> **What needs to be done**:
Rewrite the entries that begin at the line containing "the white background" and stop after the line containing "point(334, 74)", replacing "lane-count log" with "label audit" and changing nothing else. Leave the pictures out of your version.

>> Begin

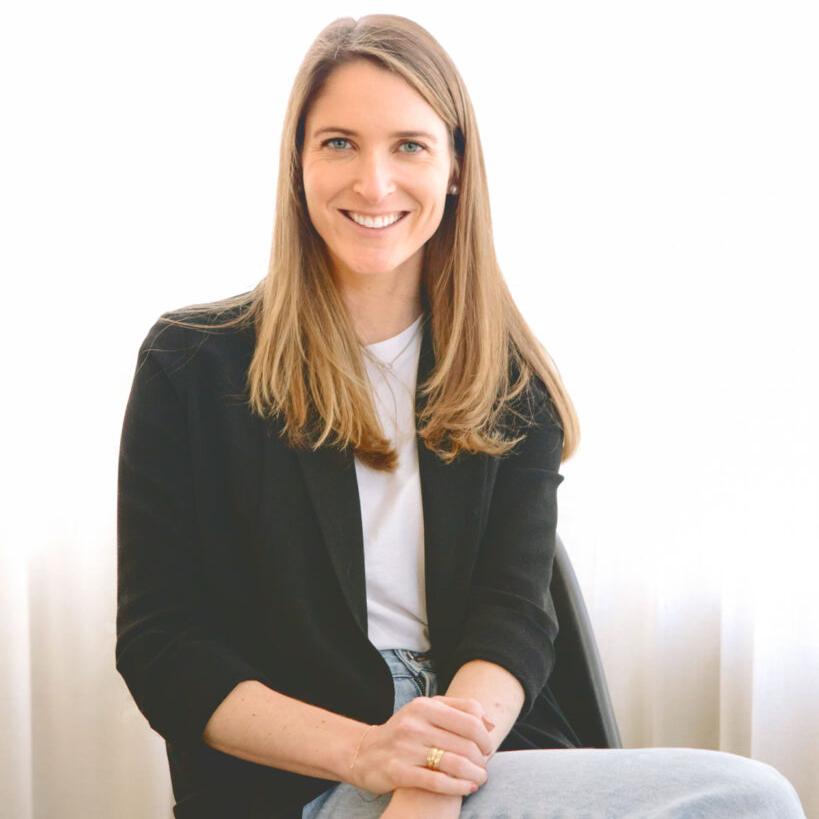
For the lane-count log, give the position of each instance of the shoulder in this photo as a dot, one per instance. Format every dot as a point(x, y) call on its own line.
point(188, 340)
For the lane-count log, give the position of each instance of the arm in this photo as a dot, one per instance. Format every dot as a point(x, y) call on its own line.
point(189, 683)
point(506, 652)
point(261, 725)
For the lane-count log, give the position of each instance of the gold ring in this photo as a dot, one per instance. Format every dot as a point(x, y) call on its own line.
point(433, 758)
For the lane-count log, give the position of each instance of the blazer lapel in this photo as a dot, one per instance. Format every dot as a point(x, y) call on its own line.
point(453, 505)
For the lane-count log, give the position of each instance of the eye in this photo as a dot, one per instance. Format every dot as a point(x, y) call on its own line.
point(334, 139)
point(405, 142)
point(418, 144)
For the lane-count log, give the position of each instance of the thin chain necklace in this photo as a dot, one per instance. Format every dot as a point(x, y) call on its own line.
point(386, 368)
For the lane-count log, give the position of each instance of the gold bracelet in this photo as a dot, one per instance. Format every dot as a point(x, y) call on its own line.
point(359, 745)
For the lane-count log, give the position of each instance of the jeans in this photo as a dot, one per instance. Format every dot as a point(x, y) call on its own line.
point(586, 783)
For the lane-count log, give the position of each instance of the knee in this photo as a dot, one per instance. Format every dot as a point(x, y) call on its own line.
point(758, 787)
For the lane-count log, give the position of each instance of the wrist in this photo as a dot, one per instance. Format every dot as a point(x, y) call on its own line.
point(352, 738)
point(419, 798)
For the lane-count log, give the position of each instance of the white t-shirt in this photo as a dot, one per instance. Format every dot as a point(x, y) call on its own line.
point(391, 507)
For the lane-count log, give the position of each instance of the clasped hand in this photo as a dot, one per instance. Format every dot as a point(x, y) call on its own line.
point(394, 755)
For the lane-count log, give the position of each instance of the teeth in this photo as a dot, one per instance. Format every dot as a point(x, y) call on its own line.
point(377, 222)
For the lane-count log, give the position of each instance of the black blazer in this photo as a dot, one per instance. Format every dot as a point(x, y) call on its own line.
point(241, 558)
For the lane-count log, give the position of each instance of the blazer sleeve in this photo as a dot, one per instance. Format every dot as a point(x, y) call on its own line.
point(511, 618)
point(169, 654)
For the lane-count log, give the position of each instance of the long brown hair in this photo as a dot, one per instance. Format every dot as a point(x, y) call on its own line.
point(307, 364)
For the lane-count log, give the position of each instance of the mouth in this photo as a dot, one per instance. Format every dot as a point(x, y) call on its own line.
point(374, 231)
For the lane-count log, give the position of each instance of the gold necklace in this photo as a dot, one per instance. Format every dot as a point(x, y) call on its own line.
point(386, 368)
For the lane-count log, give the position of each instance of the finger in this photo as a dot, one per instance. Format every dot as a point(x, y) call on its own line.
point(456, 759)
point(463, 757)
point(440, 782)
point(464, 723)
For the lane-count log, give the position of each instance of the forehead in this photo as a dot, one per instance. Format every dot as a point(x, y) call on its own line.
point(369, 101)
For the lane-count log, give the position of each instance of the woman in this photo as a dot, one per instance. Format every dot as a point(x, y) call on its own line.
point(376, 401)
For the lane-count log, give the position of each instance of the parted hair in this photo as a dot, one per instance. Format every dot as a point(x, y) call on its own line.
point(307, 369)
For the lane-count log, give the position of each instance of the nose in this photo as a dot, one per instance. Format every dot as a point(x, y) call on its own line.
point(373, 177)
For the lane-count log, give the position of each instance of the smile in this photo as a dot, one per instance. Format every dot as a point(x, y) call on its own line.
point(375, 224)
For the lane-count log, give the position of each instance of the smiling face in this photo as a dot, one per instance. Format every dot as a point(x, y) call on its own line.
point(384, 152)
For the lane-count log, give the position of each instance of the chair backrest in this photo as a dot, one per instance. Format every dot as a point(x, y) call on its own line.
point(578, 680)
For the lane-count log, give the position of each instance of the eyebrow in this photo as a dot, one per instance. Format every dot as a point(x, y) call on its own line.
point(394, 135)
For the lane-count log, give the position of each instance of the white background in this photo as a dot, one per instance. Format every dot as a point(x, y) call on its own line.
point(654, 179)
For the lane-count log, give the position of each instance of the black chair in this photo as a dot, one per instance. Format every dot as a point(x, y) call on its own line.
point(578, 681)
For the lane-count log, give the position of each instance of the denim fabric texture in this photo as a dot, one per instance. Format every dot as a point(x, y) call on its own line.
point(587, 783)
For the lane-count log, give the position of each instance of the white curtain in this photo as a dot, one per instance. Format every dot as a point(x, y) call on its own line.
point(653, 175)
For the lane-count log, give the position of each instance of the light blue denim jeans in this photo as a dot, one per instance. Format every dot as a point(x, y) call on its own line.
point(586, 783)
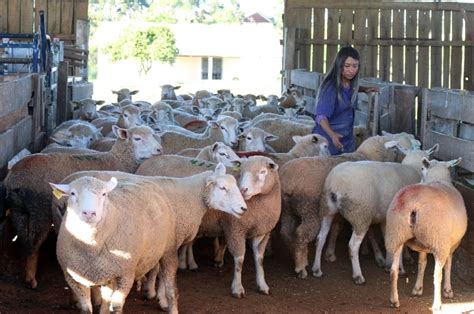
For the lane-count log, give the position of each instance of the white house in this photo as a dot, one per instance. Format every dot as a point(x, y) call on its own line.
point(244, 58)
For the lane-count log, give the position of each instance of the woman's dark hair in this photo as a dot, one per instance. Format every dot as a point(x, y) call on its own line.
point(334, 74)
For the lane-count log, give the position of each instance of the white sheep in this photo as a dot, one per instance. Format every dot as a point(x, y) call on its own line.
point(361, 191)
point(106, 240)
point(429, 217)
point(29, 195)
point(302, 180)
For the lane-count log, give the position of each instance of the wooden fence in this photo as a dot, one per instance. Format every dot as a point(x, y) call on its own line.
point(416, 43)
point(61, 17)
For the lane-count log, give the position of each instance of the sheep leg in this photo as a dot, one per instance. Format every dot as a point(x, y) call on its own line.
point(258, 246)
point(321, 239)
point(330, 253)
point(192, 265)
point(168, 288)
point(220, 247)
point(237, 249)
point(394, 301)
point(379, 259)
point(82, 294)
point(418, 288)
point(117, 300)
point(354, 245)
point(182, 257)
point(438, 276)
point(447, 289)
point(149, 288)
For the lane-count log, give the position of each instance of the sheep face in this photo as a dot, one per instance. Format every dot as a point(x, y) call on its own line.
point(255, 175)
point(129, 117)
point(255, 140)
point(87, 198)
point(224, 154)
point(223, 193)
point(141, 139)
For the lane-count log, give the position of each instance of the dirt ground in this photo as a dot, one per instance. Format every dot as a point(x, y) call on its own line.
point(208, 290)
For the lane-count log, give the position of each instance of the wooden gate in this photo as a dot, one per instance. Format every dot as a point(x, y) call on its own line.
point(61, 17)
point(416, 43)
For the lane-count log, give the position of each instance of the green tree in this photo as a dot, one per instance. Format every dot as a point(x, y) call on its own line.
point(145, 45)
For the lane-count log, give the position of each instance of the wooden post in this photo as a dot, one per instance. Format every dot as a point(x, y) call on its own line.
point(62, 104)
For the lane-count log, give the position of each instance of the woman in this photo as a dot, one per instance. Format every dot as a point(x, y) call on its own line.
point(336, 100)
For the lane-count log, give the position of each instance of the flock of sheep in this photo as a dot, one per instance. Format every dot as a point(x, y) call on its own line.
point(128, 188)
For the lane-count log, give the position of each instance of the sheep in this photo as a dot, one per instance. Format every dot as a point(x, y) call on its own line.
point(192, 197)
point(124, 93)
point(305, 146)
point(255, 140)
point(302, 181)
point(224, 129)
point(285, 130)
point(361, 192)
point(87, 108)
point(429, 217)
point(260, 186)
point(104, 238)
point(28, 191)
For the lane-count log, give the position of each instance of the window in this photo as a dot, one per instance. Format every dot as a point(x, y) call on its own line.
point(217, 68)
point(204, 68)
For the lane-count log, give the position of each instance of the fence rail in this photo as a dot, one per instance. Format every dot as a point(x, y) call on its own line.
point(416, 43)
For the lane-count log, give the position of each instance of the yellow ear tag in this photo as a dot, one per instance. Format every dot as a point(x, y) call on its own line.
point(58, 194)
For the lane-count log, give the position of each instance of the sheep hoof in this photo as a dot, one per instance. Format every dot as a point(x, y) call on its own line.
point(317, 273)
point(395, 304)
point(359, 280)
point(238, 295)
point(416, 292)
point(448, 293)
point(302, 274)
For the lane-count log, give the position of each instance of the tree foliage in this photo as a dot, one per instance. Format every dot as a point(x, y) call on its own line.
point(145, 45)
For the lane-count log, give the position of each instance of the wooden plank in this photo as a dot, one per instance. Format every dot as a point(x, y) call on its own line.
point(452, 148)
point(436, 61)
point(81, 8)
point(332, 32)
point(469, 53)
point(345, 4)
point(27, 16)
point(446, 49)
point(318, 33)
point(384, 60)
point(14, 17)
point(54, 17)
point(41, 5)
point(372, 33)
point(3, 16)
point(456, 56)
point(347, 19)
point(67, 17)
point(410, 52)
point(424, 22)
point(397, 50)
point(360, 17)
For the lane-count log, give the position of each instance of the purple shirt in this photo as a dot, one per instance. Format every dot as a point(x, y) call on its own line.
point(340, 116)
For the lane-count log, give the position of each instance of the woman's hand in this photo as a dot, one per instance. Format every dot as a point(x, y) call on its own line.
point(335, 140)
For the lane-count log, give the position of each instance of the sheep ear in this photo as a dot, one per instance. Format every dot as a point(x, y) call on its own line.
point(111, 184)
point(270, 137)
point(298, 138)
point(391, 144)
point(426, 162)
point(220, 169)
point(60, 190)
point(433, 149)
point(454, 162)
point(119, 132)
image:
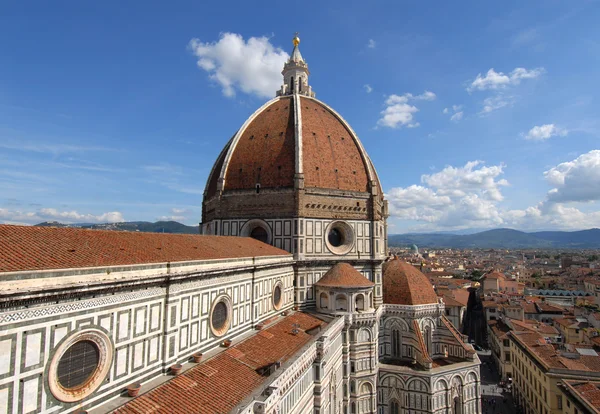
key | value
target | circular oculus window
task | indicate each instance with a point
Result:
(80, 365)
(277, 296)
(339, 237)
(220, 318)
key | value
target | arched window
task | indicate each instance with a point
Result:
(396, 343)
(456, 406)
(324, 299)
(428, 339)
(259, 233)
(341, 303)
(366, 389)
(359, 302)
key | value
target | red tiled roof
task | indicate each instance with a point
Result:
(495, 275)
(552, 358)
(331, 157)
(222, 382)
(38, 248)
(344, 275)
(450, 301)
(404, 284)
(265, 151)
(588, 391)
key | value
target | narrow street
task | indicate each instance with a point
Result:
(494, 399)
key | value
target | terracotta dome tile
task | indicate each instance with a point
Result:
(344, 275)
(404, 284)
(265, 153)
(331, 157)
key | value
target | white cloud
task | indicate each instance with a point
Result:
(54, 149)
(399, 112)
(470, 197)
(177, 214)
(472, 177)
(495, 102)
(457, 116)
(551, 216)
(456, 111)
(252, 66)
(497, 80)
(525, 37)
(456, 197)
(51, 214)
(543, 132)
(577, 180)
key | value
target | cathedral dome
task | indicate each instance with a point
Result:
(293, 141)
(404, 284)
(293, 137)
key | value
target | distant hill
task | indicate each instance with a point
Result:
(143, 226)
(503, 239)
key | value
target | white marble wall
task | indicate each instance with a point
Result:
(150, 328)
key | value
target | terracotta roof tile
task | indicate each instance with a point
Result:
(331, 157)
(589, 391)
(404, 284)
(233, 374)
(37, 248)
(495, 275)
(264, 153)
(344, 275)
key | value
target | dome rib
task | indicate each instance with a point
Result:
(404, 284)
(263, 151)
(344, 275)
(293, 136)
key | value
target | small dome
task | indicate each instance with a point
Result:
(345, 276)
(404, 284)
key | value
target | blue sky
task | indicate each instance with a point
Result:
(476, 114)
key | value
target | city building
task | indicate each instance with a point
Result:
(304, 313)
(539, 368)
(580, 397)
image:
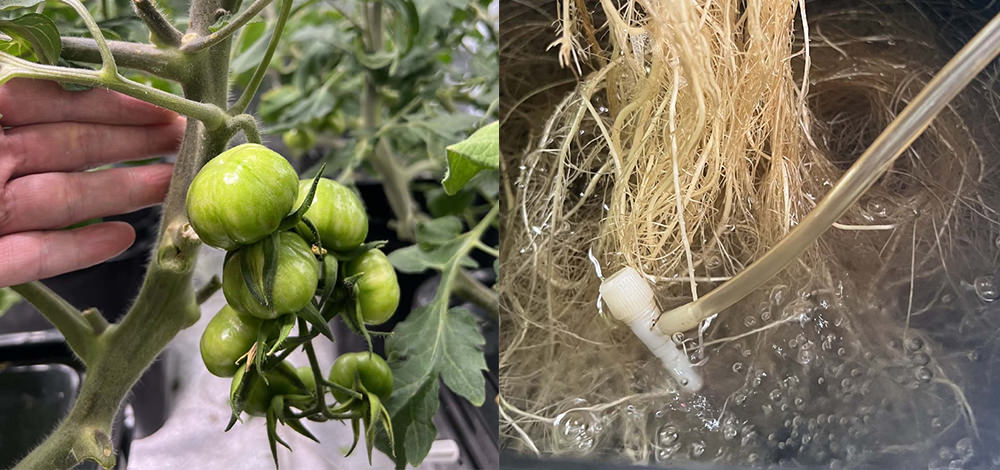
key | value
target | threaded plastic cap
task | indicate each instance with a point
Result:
(628, 295)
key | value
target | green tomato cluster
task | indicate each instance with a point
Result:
(240, 201)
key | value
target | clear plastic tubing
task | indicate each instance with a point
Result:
(955, 75)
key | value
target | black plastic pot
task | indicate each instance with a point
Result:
(110, 287)
(38, 384)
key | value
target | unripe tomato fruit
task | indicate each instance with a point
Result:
(336, 212)
(294, 282)
(372, 370)
(241, 196)
(378, 288)
(299, 139)
(258, 394)
(228, 336)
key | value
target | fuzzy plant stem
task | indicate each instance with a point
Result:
(165, 304)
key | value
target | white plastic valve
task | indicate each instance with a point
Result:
(630, 299)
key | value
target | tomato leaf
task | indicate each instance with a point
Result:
(481, 151)
(39, 32)
(434, 341)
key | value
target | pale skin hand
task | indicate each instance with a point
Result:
(48, 136)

>> End

> **Exercise solution**:
For the label audit, give the position of each instance of the white background in this photo as a dot, one per instance. Format every dot as a point(x, y) call on its own line.
point(654, 179)
For the label audit, give the position of each instance of the black chair in this photo as a dot, one per instance. Format every dot as a point(x, y) call on its own line.
point(578, 681)
For the label audit, give the position of each instance of the denim fabric texture in this photo as a dot, one per instance. Format every dot as a point(x, y) call on its own line.
point(587, 783)
For the label audit, give the position of each instance of the white curtain in this photo as a dot, one per instance. Format every dot as a point(x, y) call on its own line.
point(653, 175)
For the label audit, give the position of each instance of the light blue denim jeans in this photo as a dot, one per instance. Format every dot as a point(x, y) call on its own line.
point(586, 783)
For the label audit, give the position of each instance of the white house in this photo as a dot, one per instance. Format every dot as a point(x, y) call on its own line.
point(244, 58)
For the label audit, give the position of each instance of the woman's dark hair in this photo as a dot, one per instance. Format every dot as a point(x, y) call on its own line.
point(334, 74)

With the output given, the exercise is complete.